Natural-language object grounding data
___

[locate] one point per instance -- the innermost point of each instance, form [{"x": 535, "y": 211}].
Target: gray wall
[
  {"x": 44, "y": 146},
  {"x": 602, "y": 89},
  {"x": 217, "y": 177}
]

___

Output the records in full, keeping them exactly as they are.

Expected answer =>
[locate] one point per instance -- the innermost point of each instance, form [{"x": 535, "y": 211}].
Target: gray wall
[
  {"x": 44, "y": 146},
  {"x": 602, "y": 89},
  {"x": 217, "y": 177}
]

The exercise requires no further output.